What to do - Starting at the line containing "point like [6,23]." and running through the end of the records, write out only those lines again, requests included, with every point coordinate in the answers multiplied by 1.3 and rounded to whole numbers, halves up. Keep the numbers in the requests and their sample points as they are.
□ □ □ □
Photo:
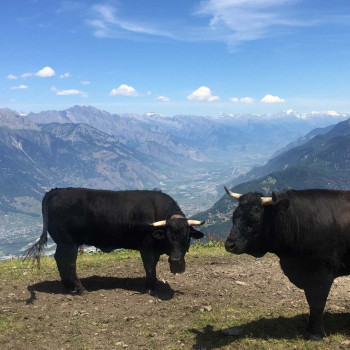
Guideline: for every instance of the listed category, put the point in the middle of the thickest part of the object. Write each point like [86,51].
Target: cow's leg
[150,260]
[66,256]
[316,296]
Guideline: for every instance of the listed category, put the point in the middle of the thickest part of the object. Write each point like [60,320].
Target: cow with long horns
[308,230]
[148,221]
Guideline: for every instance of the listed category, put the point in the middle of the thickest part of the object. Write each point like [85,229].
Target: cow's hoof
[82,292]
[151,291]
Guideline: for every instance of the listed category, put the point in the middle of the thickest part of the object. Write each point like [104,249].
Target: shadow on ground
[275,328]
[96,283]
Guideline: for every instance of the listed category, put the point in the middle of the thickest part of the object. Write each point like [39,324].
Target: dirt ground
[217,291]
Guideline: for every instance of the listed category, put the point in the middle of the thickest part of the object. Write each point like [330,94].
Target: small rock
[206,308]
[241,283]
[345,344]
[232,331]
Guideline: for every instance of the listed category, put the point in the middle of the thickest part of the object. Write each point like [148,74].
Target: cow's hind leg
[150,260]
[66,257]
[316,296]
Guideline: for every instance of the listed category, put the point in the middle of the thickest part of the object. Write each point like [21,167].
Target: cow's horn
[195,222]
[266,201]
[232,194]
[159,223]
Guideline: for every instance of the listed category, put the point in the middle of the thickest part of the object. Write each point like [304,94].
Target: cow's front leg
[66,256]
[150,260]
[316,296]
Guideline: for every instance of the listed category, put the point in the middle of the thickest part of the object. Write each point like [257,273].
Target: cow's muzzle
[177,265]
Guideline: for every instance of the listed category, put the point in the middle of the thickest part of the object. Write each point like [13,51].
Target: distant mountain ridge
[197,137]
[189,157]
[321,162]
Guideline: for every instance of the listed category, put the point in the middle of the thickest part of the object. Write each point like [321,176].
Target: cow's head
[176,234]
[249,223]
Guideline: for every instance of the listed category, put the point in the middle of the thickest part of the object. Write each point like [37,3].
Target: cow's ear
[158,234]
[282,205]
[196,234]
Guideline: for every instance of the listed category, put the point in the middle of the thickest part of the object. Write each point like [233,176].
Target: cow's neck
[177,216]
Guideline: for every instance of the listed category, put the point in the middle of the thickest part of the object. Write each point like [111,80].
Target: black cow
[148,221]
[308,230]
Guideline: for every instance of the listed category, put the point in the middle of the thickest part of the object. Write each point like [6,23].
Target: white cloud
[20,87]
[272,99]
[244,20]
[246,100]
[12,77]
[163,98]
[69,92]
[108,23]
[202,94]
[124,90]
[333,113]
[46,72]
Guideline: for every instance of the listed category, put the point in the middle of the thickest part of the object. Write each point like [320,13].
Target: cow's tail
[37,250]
□ □ □ □
The reply -
Guideline: for every instance of the listed category, put the point in the middle of the thickest part of the object. Write each point like [6,23].
Target: white cloud
[26,113]
[354,129]
[317,26]
[320,130]
[16,100]
[212,127]
[90,120]
[140,30]
[263,122]
[161,117]
[433,147]
[60,94]
Guideline: for every instance of the listed category, put the point in the middle of the thickest part of the object. Write each point like [320,13].
Target: cow's tail
[48,325]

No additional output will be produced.